## JOB
Starting at the line with "Below is the image to analyze.", transcribe each line through the final one, both included, and add nothing.

(Data listing)

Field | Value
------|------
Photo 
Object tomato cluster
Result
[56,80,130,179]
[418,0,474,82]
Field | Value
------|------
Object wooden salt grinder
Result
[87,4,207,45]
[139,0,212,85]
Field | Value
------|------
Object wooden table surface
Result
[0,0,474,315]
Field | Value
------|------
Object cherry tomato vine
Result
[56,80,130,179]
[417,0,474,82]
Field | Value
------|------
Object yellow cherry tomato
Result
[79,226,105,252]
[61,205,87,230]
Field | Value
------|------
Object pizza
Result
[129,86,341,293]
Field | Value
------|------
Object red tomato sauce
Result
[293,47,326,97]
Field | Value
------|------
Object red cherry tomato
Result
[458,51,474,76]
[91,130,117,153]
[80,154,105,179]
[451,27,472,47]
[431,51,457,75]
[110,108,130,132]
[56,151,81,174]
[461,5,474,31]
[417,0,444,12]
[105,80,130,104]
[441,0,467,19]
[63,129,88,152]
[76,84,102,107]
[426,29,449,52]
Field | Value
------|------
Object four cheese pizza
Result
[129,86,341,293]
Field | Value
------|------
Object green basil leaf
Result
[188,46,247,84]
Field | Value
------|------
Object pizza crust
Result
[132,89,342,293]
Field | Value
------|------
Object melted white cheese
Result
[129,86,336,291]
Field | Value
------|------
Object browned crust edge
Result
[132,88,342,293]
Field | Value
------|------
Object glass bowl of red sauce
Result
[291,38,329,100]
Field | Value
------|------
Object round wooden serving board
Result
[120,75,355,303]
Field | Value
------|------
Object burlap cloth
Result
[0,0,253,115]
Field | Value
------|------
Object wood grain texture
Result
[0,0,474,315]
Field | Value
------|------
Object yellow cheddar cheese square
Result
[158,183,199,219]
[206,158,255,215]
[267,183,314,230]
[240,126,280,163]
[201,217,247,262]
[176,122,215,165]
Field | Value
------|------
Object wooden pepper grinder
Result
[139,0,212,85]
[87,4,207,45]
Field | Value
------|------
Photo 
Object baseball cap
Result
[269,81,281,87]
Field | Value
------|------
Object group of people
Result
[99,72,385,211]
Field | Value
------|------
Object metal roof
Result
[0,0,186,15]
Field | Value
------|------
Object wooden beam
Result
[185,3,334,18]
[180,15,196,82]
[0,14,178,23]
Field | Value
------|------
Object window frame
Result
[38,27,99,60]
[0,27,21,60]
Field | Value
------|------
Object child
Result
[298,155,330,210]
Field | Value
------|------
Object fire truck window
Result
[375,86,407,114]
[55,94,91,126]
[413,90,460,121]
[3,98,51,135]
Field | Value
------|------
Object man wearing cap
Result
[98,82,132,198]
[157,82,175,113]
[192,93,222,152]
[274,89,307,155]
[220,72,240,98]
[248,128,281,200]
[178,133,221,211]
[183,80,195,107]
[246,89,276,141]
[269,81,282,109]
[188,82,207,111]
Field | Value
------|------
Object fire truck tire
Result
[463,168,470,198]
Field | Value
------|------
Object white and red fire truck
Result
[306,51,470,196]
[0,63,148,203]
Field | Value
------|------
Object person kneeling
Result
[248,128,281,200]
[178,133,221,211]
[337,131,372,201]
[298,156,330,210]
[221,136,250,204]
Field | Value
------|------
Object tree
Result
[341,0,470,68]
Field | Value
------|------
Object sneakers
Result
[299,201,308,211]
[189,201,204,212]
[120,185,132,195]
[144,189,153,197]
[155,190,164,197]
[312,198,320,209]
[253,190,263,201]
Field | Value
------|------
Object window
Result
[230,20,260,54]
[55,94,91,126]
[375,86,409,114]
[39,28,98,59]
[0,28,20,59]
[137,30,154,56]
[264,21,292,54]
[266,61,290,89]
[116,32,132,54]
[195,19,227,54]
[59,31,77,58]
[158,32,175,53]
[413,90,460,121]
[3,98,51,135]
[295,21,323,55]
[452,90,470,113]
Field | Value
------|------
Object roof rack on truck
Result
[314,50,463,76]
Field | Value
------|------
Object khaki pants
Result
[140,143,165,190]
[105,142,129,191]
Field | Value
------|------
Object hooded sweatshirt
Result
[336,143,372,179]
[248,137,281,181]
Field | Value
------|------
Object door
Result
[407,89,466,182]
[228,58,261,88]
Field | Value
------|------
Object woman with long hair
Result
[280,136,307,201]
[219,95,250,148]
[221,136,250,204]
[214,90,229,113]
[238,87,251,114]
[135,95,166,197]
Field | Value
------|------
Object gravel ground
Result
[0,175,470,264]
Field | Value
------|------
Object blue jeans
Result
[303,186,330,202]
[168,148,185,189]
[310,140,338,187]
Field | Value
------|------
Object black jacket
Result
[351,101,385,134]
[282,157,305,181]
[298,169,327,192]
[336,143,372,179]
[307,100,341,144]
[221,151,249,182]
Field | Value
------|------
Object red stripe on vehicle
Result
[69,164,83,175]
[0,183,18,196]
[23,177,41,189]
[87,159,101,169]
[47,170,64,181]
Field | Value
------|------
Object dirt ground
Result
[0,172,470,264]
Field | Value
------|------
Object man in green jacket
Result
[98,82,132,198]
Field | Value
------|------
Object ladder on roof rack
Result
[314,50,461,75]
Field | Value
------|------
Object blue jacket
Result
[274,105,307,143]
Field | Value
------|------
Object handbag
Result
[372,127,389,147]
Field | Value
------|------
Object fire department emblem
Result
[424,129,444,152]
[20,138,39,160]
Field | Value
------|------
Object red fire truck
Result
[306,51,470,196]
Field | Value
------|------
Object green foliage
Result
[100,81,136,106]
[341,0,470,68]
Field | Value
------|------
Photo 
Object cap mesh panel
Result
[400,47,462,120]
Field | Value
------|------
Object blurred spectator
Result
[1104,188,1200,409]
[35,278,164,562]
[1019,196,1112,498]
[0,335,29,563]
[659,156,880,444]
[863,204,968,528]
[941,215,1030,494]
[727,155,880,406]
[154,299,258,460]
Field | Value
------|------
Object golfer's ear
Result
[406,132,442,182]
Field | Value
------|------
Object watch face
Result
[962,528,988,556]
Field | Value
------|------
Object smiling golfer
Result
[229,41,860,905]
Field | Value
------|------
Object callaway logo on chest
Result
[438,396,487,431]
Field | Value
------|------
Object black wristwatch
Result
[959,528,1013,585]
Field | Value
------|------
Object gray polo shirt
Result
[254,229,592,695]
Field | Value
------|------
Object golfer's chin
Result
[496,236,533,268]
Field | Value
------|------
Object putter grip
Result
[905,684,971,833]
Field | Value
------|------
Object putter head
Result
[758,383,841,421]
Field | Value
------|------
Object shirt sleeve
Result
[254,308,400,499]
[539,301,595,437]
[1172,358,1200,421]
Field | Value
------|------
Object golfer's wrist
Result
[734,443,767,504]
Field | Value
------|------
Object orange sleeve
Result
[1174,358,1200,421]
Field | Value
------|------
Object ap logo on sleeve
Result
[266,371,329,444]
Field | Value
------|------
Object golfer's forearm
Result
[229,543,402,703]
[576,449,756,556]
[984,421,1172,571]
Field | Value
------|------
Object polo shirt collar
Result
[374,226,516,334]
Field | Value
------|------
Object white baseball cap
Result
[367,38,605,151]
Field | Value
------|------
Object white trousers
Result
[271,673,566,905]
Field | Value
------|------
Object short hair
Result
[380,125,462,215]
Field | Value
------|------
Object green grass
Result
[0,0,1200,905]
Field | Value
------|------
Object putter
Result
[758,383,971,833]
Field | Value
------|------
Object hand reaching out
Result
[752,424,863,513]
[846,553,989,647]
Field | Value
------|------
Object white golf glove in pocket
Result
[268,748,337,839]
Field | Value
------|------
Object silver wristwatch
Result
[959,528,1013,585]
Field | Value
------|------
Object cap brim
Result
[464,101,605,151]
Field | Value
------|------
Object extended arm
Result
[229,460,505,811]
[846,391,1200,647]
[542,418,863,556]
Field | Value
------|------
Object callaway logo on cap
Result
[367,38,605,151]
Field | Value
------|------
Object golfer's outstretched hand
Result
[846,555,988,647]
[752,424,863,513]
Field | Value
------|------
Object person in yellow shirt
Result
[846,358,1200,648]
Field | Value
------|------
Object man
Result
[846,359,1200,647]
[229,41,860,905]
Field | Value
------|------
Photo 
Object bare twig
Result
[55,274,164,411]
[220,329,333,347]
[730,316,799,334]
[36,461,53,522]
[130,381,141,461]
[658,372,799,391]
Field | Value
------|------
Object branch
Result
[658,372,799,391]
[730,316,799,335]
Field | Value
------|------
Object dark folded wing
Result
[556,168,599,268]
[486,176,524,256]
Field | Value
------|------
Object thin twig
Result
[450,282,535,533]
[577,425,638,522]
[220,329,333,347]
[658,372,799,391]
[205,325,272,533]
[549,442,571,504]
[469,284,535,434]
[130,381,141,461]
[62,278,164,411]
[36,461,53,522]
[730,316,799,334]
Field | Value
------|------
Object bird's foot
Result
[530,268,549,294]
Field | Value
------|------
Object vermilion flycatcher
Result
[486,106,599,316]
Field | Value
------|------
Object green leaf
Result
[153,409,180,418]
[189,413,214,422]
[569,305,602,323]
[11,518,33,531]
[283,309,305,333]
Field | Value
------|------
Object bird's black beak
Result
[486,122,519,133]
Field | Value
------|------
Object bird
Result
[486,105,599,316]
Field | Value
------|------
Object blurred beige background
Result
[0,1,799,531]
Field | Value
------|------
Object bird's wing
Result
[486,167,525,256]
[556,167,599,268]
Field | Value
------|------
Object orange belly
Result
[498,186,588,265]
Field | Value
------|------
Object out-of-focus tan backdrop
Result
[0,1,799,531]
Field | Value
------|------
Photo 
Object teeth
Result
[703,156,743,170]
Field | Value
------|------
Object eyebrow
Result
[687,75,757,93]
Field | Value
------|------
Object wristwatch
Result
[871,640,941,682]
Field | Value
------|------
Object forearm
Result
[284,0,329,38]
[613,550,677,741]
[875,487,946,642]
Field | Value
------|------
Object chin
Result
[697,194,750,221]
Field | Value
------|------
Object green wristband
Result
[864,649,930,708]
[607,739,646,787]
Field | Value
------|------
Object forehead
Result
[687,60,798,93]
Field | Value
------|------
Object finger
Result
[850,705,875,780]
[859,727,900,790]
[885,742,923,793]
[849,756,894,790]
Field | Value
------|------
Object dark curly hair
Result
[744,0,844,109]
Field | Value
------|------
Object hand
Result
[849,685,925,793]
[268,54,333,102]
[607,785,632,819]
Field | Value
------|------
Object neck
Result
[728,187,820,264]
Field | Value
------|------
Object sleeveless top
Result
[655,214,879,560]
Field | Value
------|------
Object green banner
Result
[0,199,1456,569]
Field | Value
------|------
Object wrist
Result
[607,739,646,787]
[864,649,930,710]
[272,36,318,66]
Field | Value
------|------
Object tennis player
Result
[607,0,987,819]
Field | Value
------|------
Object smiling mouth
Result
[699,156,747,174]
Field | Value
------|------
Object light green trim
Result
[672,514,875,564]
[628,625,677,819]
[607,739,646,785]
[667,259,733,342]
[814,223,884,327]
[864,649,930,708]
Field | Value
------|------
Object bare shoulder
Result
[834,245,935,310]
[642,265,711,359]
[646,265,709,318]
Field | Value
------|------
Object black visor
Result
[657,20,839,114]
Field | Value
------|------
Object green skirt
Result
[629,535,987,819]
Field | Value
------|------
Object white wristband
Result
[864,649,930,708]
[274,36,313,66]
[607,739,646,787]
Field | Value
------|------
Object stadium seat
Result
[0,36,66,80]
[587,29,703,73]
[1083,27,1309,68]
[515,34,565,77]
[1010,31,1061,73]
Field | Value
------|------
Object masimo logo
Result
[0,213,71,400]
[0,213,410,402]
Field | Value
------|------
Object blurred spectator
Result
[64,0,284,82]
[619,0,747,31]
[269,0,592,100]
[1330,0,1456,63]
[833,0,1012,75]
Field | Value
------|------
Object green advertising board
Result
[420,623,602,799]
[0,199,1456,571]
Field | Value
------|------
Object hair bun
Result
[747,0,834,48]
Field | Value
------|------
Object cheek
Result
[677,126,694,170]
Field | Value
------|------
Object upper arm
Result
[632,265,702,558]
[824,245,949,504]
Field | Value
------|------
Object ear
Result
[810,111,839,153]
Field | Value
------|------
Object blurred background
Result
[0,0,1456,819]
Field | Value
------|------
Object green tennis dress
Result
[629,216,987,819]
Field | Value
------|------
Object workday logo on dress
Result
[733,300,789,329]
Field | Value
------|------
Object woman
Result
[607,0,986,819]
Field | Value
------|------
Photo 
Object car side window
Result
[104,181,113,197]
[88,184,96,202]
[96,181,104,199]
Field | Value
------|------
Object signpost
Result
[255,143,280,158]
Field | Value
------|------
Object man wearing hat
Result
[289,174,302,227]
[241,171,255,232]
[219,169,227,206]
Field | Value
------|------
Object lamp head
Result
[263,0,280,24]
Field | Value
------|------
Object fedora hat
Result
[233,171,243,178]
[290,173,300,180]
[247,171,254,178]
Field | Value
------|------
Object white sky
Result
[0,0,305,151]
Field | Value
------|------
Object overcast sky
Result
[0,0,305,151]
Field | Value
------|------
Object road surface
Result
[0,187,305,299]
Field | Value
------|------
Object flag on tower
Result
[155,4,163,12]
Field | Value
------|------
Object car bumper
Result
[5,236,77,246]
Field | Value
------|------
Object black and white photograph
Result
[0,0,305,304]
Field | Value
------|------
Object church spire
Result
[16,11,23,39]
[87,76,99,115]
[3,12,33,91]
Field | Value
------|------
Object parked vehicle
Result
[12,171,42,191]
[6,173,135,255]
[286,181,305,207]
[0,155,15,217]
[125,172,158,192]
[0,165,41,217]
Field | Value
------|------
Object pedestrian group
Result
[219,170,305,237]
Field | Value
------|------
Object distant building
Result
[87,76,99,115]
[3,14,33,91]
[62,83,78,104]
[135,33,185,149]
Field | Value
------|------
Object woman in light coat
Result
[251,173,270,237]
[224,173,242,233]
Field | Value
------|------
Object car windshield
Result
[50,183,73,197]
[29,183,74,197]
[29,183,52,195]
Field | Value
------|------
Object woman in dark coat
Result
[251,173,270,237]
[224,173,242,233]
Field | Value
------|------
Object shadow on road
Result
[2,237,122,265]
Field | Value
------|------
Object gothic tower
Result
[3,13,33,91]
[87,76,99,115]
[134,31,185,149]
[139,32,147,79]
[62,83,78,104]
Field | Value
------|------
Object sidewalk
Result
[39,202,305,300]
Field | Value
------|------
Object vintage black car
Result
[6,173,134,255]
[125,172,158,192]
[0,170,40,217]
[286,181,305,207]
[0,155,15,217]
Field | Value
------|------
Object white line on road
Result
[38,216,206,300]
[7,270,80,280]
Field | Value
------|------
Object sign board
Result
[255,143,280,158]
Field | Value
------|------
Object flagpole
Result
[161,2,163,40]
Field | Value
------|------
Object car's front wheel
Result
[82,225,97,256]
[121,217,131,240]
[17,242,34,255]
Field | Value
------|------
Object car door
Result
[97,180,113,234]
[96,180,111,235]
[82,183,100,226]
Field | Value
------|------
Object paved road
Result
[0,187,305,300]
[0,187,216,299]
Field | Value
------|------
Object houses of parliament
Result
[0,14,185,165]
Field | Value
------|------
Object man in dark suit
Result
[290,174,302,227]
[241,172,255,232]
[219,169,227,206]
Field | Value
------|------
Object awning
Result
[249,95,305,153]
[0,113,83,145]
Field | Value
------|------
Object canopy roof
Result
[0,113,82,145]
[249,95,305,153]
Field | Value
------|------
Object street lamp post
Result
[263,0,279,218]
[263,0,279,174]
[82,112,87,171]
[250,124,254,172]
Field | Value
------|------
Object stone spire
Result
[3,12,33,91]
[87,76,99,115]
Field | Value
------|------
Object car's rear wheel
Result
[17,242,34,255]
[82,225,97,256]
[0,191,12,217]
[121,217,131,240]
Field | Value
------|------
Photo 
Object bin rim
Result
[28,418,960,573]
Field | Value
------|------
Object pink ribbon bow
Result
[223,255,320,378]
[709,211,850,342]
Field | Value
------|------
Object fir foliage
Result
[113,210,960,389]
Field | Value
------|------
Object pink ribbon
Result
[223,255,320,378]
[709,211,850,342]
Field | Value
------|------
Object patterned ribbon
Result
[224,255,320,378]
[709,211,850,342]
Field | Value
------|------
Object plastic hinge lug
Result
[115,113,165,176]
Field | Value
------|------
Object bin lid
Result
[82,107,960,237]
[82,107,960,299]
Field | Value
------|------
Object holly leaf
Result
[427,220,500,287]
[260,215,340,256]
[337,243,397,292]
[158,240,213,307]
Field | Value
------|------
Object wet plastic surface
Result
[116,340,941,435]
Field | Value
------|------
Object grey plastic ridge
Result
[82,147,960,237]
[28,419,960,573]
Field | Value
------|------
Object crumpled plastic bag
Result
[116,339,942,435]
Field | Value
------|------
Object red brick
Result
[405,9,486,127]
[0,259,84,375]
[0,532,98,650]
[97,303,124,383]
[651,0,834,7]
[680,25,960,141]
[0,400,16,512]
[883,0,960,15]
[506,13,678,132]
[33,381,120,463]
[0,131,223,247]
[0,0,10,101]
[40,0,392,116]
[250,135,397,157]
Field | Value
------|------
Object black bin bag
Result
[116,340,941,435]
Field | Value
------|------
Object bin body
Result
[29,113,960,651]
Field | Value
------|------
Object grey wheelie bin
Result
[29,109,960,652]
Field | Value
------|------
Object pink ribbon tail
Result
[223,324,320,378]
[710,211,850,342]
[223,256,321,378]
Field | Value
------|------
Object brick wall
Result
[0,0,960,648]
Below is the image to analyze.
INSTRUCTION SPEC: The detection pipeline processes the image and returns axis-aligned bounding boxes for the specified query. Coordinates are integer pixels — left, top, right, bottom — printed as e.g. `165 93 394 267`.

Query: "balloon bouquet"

## FULL ANSWER
Below is the image to analyze.
INSTRUCTION SPEC: The detection pipeline processes the image and returns axis-aligned bounding boxes for the specified query. Coordinates are integer pixels — left, top, right, bottom — printed as e.g. `165 93 394 267`.

Query: "balloon bouquet"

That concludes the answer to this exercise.